> _SET TASK_:
Switch "metal pipe" to "steel rod" throughout the entries below and write out the lines again, leaving everything else unchanged.

··· GIVEN RECORDS

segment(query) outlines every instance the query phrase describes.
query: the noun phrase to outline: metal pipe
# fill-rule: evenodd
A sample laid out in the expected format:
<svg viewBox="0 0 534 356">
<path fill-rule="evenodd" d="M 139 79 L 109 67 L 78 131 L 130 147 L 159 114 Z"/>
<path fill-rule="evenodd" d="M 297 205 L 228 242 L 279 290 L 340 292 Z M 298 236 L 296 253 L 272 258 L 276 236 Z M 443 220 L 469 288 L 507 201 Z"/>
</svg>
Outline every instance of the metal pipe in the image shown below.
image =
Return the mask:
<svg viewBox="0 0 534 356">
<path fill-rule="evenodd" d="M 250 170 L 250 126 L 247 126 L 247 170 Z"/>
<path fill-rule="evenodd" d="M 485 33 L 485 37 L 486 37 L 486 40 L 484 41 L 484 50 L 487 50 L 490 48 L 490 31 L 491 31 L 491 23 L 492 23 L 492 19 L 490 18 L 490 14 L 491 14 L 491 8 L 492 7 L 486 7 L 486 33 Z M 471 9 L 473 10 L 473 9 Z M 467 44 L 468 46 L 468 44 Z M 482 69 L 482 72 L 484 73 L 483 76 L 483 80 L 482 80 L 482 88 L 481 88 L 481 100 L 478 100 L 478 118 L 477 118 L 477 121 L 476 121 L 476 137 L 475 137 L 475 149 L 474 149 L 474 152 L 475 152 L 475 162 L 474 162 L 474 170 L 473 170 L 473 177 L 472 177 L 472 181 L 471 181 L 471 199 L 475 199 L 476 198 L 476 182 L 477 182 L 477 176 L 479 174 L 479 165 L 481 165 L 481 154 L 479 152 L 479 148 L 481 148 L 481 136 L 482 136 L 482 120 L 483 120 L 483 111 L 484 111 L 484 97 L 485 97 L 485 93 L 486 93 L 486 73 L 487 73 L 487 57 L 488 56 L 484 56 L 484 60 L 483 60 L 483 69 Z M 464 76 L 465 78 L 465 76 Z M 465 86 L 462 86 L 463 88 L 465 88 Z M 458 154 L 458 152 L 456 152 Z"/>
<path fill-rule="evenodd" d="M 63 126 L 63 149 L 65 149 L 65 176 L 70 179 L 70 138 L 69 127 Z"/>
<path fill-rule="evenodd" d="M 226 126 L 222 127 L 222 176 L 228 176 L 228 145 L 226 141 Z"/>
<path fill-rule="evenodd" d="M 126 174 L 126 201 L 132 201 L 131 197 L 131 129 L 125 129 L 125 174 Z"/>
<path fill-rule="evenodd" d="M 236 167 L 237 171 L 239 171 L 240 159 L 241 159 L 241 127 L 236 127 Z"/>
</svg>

······

> _RESPONSE TO THIS TASK_:
segment(query) outlines every instance the query phrase describes.
query: the noun phrase to outline: steel rod
# fill-rule: evenodd
A sample laid out in the expected format:
<svg viewBox="0 0 534 356">
<path fill-rule="evenodd" d="M 139 79 L 109 67 L 78 131 L 130 147 L 159 114 Z"/>
<path fill-rule="evenodd" d="M 297 205 L 228 242 L 279 290 L 340 292 Z M 298 236 L 296 253 L 272 258 L 276 236 Z M 443 220 L 469 288 L 507 201 Z"/>
</svg>
Outline every instance of the steel rod in the image shown below.
image =
Return the mask:
<svg viewBox="0 0 534 356">
<path fill-rule="evenodd" d="M 250 170 L 250 126 L 247 126 L 247 170 Z"/>
<path fill-rule="evenodd" d="M 485 33 L 485 37 L 486 37 L 486 40 L 484 41 L 484 50 L 487 50 L 490 48 L 490 31 L 491 31 L 491 23 L 492 23 L 492 19 L 490 18 L 490 14 L 491 14 L 491 8 L 492 7 L 486 7 L 486 33 Z M 471 9 L 473 10 L 473 9 Z M 467 44 L 468 46 L 468 44 Z M 482 69 L 482 72 L 484 73 L 483 76 L 483 80 L 482 80 L 482 88 L 481 88 L 481 100 L 478 100 L 478 118 L 477 118 L 477 121 L 476 121 L 476 137 L 475 137 L 475 149 L 474 149 L 474 152 L 475 152 L 475 162 L 474 162 L 474 170 L 473 170 L 473 177 L 472 177 L 472 181 L 471 181 L 471 199 L 475 199 L 476 198 L 476 182 L 477 182 L 477 176 L 479 174 L 479 165 L 481 165 L 481 154 L 479 152 L 479 148 L 481 148 L 481 136 L 482 136 L 482 120 L 483 120 L 483 111 L 484 111 L 484 97 L 485 97 L 485 93 L 486 93 L 486 73 L 487 73 L 487 57 L 488 56 L 484 56 L 484 60 L 483 60 L 483 69 Z M 464 76 L 465 78 L 465 76 Z M 465 86 L 462 86 L 463 88 L 465 88 Z M 458 154 L 458 152 L 456 152 Z"/>
<path fill-rule="evenodd" d="M 63 126 L 63 149 L 65 149 L 65 176 L 70 179 L 70 138 L 69 127 Z"/>
<path fill-rule="evenodd" d="M 226 126 L 222 127 L 222 176 L 228 176 L 228 145 L 226 141 Z"/>
<path fill-rule="evenodd" d="M 126 174 L 126 201 L 132 201 L 131 197 L 131 129 L 125 129 L 125 174 Z"/>
<path fill-rule="evenodd" d="M 236 167 L 237 171 L 239 171 L 240 159 L 241 159 L 241 127 L 236 127 Z"/>
</svg>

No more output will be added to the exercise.